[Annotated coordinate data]
┌──

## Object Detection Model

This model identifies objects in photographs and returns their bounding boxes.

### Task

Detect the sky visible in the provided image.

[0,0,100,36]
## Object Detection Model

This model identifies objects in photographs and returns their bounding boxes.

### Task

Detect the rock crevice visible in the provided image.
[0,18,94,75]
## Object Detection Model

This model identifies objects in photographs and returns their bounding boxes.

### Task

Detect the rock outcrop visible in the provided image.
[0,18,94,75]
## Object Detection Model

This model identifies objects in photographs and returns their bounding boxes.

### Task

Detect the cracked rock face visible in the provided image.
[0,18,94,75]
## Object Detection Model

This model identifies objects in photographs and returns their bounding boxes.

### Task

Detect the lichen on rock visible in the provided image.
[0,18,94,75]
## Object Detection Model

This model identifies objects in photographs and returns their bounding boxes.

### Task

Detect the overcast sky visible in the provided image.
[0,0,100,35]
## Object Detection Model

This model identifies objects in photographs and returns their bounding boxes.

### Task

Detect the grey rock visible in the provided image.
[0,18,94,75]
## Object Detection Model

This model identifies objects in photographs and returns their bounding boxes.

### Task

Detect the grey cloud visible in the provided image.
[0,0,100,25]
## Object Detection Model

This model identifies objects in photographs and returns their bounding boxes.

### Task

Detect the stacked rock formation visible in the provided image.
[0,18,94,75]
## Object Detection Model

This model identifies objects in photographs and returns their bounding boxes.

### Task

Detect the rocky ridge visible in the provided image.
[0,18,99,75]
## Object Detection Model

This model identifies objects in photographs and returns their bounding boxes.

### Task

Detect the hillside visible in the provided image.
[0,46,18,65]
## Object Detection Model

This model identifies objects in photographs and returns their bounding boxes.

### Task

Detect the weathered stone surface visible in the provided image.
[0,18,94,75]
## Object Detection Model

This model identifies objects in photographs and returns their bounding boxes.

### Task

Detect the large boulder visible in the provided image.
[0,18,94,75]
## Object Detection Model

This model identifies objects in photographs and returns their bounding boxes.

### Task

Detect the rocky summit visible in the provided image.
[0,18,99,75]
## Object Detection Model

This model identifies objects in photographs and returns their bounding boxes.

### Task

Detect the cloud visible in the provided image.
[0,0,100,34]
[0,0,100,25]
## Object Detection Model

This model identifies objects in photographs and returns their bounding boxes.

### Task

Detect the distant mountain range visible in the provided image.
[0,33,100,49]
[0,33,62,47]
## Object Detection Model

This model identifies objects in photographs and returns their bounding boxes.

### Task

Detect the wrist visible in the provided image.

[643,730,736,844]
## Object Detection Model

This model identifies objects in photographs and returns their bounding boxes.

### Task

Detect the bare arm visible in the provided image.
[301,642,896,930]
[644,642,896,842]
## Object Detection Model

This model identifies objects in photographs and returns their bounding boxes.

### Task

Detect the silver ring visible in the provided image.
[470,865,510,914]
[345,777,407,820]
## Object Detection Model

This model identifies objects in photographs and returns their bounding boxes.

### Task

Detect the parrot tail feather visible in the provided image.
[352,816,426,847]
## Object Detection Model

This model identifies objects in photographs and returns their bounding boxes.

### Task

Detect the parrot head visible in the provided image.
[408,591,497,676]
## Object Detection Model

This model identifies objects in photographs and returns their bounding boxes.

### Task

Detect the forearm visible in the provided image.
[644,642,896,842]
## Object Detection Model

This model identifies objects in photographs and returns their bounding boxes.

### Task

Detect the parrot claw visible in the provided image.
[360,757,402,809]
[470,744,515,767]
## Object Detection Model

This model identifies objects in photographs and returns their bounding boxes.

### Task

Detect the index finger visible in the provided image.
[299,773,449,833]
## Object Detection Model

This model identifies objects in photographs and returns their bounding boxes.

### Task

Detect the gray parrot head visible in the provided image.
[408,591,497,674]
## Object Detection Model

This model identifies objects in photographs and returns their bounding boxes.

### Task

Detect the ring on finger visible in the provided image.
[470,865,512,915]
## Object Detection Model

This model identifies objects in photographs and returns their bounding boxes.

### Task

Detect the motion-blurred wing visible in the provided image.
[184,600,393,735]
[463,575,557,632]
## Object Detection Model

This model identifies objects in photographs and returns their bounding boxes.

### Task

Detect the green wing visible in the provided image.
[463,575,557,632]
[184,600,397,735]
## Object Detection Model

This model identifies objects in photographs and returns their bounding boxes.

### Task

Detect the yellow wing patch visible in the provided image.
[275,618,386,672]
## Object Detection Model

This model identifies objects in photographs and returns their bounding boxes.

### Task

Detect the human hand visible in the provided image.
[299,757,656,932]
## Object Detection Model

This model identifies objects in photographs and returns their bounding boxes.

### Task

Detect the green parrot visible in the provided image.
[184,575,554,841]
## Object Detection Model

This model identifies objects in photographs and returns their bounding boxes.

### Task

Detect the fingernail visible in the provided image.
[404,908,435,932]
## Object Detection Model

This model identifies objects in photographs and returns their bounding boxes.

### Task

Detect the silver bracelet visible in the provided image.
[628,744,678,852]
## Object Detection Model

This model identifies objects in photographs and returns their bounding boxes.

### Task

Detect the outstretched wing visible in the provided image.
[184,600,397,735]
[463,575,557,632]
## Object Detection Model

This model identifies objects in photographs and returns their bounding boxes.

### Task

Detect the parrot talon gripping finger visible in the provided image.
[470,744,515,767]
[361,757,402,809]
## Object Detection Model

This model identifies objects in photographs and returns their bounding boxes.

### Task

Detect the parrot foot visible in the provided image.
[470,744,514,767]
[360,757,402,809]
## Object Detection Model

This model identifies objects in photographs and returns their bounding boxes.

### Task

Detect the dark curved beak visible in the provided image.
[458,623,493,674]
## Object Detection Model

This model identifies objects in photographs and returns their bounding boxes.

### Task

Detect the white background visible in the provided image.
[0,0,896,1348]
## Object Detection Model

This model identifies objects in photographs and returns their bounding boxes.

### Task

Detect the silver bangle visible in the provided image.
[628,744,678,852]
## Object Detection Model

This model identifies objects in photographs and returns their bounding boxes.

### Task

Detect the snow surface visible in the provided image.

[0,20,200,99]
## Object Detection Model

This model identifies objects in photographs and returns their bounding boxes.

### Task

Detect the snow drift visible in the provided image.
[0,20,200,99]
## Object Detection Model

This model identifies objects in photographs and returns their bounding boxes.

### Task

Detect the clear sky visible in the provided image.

└──

### Given task
Please convert the data, from its start through the line containing "[0,0,100,36]", into a two-column CSV headed text and answer, with one row for each text-and-answer pair. Put each value in a single quoted field and replace its line breaks with spaces.

### Solution to this problem
text,answer
"## Object Detection Model This model identifies objects in photographs and returns their bounding boxes. ### Task Detect the sky visible in the provided image.","[0,0,100,36]"